>> START Task input
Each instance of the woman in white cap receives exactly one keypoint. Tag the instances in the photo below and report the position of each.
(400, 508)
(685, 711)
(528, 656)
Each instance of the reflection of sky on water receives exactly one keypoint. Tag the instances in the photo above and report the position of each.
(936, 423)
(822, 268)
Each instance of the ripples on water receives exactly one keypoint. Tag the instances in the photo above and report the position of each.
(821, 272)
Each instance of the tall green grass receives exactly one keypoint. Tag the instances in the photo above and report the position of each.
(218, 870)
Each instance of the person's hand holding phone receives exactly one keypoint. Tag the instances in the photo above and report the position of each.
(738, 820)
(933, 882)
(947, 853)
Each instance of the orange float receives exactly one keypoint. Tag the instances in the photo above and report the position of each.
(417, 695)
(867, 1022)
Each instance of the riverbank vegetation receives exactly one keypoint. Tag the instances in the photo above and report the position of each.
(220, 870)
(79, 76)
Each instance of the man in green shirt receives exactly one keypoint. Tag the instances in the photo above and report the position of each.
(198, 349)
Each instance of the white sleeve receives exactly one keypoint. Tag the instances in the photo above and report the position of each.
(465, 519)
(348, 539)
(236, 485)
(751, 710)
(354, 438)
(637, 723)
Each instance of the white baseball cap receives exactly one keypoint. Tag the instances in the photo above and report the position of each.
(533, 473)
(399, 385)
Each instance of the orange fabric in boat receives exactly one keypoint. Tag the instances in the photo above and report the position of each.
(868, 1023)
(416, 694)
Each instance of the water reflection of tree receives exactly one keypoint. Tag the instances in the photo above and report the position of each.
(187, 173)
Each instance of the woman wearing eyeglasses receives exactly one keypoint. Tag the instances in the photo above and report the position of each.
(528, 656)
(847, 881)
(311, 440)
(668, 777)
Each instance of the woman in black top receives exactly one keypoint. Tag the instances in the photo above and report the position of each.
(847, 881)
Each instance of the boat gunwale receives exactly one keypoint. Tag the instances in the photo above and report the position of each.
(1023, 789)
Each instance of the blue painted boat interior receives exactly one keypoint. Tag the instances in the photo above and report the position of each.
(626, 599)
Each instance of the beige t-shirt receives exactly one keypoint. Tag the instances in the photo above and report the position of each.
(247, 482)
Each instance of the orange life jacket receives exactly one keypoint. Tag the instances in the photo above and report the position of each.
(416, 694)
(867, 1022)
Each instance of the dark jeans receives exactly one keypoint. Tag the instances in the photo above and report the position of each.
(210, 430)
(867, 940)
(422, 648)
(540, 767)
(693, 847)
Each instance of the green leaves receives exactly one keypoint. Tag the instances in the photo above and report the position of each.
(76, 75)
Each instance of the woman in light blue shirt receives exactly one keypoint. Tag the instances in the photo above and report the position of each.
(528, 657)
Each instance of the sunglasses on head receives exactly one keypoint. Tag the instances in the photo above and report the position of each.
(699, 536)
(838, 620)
>> END Task input
>> START Task input
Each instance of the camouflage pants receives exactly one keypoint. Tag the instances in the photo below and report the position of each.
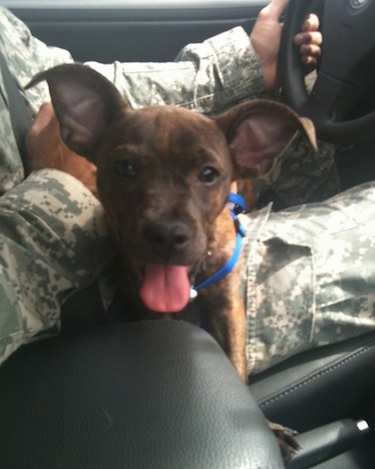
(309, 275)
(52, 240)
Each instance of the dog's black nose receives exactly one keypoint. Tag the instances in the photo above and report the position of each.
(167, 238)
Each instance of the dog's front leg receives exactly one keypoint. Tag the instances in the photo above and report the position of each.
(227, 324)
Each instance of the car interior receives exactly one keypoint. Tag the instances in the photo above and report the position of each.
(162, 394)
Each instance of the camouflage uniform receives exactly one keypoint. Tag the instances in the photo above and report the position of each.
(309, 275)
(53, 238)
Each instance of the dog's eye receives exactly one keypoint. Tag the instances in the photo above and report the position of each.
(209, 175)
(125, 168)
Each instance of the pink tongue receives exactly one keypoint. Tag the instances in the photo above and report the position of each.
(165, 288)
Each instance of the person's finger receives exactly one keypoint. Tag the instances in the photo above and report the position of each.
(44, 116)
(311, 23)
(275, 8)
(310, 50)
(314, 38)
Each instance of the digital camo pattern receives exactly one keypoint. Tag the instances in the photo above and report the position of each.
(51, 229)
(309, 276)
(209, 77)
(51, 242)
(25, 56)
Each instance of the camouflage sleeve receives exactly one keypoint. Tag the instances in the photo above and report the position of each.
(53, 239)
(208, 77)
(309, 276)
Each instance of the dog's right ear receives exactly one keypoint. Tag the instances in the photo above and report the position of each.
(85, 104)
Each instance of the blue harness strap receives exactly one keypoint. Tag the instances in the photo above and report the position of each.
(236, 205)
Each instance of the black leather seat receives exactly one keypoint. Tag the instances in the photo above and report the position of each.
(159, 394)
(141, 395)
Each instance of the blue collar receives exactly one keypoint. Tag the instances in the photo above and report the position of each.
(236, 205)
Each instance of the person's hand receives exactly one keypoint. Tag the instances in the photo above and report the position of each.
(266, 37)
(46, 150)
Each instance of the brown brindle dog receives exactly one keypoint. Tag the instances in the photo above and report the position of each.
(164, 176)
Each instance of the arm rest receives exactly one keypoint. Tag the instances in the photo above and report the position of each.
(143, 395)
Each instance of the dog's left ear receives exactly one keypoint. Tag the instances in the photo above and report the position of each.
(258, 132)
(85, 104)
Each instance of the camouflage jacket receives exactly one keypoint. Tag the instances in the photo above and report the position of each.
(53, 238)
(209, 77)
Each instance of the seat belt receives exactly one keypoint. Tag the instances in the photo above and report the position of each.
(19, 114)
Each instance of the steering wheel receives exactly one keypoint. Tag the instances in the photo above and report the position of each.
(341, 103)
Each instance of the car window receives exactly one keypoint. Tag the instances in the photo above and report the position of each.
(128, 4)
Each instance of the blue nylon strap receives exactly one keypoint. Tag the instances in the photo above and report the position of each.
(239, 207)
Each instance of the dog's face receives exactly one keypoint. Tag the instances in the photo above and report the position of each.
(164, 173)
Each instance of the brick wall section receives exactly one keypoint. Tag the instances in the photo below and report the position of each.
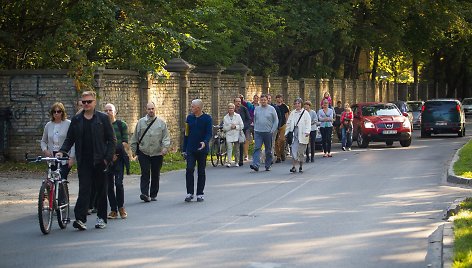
>> END Task input
>> START Task input
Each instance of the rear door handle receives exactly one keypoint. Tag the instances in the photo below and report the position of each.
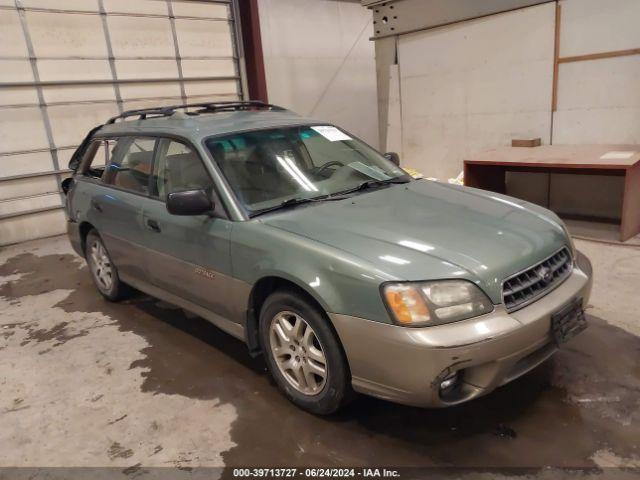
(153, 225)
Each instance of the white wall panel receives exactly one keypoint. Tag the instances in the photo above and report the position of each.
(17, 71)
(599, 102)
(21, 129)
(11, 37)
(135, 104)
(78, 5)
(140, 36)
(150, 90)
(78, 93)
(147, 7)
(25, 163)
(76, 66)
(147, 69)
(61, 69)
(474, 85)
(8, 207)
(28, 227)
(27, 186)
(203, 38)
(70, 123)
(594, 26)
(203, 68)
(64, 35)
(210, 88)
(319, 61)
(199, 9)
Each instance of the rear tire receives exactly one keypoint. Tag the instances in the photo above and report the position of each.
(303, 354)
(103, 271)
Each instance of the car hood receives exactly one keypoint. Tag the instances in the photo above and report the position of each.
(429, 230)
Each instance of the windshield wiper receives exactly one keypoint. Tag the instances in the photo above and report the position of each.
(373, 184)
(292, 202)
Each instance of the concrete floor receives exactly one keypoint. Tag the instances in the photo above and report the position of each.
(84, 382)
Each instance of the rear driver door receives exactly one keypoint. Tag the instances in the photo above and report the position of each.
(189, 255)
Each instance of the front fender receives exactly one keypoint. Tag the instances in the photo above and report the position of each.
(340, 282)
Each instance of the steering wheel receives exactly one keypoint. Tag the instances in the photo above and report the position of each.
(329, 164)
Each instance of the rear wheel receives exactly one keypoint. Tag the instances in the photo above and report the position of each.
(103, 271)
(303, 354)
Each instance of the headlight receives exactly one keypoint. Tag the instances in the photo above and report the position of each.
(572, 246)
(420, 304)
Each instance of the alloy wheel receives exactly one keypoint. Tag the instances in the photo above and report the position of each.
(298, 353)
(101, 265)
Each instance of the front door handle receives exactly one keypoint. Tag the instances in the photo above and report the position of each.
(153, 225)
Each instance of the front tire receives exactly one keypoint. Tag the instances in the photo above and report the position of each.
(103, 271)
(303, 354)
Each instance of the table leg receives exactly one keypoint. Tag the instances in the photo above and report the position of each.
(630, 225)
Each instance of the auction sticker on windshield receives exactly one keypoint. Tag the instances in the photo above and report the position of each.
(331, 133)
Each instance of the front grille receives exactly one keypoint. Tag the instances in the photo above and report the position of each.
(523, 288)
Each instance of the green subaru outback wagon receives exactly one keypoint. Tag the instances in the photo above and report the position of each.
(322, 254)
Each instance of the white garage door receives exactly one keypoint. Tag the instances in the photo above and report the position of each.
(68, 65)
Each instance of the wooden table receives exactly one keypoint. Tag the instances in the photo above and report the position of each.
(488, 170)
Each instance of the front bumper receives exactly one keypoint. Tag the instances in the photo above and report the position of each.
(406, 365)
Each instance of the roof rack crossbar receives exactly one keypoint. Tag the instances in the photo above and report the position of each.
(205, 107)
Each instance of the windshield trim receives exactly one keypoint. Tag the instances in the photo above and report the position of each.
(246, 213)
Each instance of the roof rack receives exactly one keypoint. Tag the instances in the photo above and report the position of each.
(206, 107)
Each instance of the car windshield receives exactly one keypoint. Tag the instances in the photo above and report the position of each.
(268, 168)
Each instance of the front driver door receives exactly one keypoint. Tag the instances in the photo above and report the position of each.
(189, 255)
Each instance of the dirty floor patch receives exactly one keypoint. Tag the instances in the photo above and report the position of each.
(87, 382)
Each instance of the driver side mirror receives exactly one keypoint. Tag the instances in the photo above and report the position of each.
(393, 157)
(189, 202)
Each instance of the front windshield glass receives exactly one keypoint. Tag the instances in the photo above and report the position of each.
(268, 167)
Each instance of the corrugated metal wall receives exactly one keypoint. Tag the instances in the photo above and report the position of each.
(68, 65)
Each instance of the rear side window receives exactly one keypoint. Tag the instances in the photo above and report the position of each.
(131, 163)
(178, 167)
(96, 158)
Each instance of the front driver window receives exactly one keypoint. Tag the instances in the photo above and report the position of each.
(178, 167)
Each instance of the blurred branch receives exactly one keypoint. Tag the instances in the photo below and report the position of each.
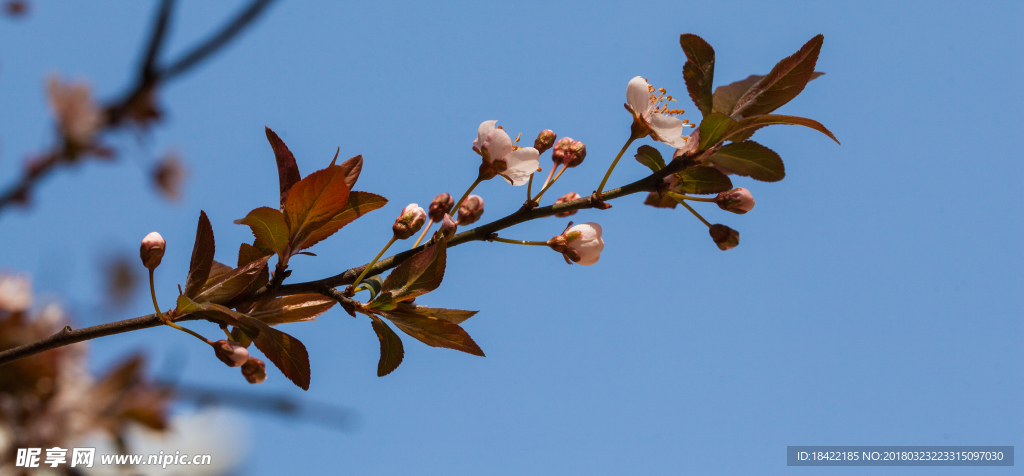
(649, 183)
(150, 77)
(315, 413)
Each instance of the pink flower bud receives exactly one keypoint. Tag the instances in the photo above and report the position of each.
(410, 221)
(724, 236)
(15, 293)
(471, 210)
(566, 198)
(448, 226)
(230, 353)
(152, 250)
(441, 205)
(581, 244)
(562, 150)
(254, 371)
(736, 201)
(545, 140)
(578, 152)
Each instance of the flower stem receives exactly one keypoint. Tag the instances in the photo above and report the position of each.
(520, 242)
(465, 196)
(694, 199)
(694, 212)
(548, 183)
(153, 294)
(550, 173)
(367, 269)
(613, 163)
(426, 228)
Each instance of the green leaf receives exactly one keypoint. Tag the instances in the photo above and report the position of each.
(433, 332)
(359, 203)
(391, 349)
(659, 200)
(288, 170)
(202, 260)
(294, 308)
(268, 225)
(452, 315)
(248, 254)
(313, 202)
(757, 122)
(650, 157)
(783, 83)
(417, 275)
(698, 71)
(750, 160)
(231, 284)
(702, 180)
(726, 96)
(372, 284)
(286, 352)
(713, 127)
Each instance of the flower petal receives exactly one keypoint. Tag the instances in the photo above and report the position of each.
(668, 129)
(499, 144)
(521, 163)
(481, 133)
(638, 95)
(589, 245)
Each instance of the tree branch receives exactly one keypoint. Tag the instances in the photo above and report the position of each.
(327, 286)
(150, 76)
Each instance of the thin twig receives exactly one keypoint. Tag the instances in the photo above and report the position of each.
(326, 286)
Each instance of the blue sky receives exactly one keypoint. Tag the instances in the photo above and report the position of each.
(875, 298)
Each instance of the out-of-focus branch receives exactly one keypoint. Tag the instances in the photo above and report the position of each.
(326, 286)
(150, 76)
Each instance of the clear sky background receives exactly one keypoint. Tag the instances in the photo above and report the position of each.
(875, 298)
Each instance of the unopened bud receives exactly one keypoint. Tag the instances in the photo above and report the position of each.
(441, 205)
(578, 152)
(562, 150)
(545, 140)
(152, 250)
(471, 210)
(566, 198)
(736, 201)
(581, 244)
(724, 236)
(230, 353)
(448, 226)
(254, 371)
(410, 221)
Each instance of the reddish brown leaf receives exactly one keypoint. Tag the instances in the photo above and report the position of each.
>> END Task input
What to produce → Write out the lines of the listing verbatim, starting at the line containing "Each instance of the green leaf" and ending at the line containing "Each instance of the reddish", both included.

Solution to the problem →
Each instance of the green leaf receives exactly one keypoint. Tag the instances in the photo above and report the position of each.
(433, 332)
(359, 203)
(391, 349)
(659, 200)
(288, 170)
(202, 260)
(294, 308)
(268, 225)
(452, 315)
(248, 254)
(313, 202)
(757, 122)
(650, 157)
(783, 83)
(417, 275)
(698, 71)
(750, 160)
(231, 284)
(702, 180)
(726, 96)
(372, 284)
(286, 352)
(713, 127)
Each instance of the flower petal receives exactly one keypoint. Tag the instances in the photo above and report the position of each.
(668, 129)
(499, 144)
(521, 163)
(481, 133)
(638, 95)
(589, 245)
Each instance of the tree branch receives exactly one keypoint. Tag the instances in the photo above and report the position of each.
(327, 286)
(150, 76)
Each instance of the thin twig receives exactly one keypoint. Tag the instances in the photo above and report the position of each.
(326, 286)
Each instance of the blue sky receives exactly one keypoint. Tag the instances in the photo above and report the position of each.
(875, 298)
Each instance of the out-of-focus branch receives exactly one keypoint. Tag the instances in the photo above and report the position of each.
(326, 286)
(150, 76)
Each instance of the clear sky background receives exactly one keypoint. Tag the instances in the photo above and report the position of each.
(875, 298)
Each instance of the unopened bud receives exactly one keypoint. Tag the instances in the photo above and report the position of each.
(441, 205)
(578, 152)
(562, 150)
(545, 140)
(152, 250)
(471, 210)
(566, 198)
(736, 201)
(581, 244)
(724, 236)
(230, 353)
(448, 226)
(254, 371)
(410, 221)
Each instance of the reddish brown leaf receives exactly one keypoint. Tag the instances in the photo above and report the position of each.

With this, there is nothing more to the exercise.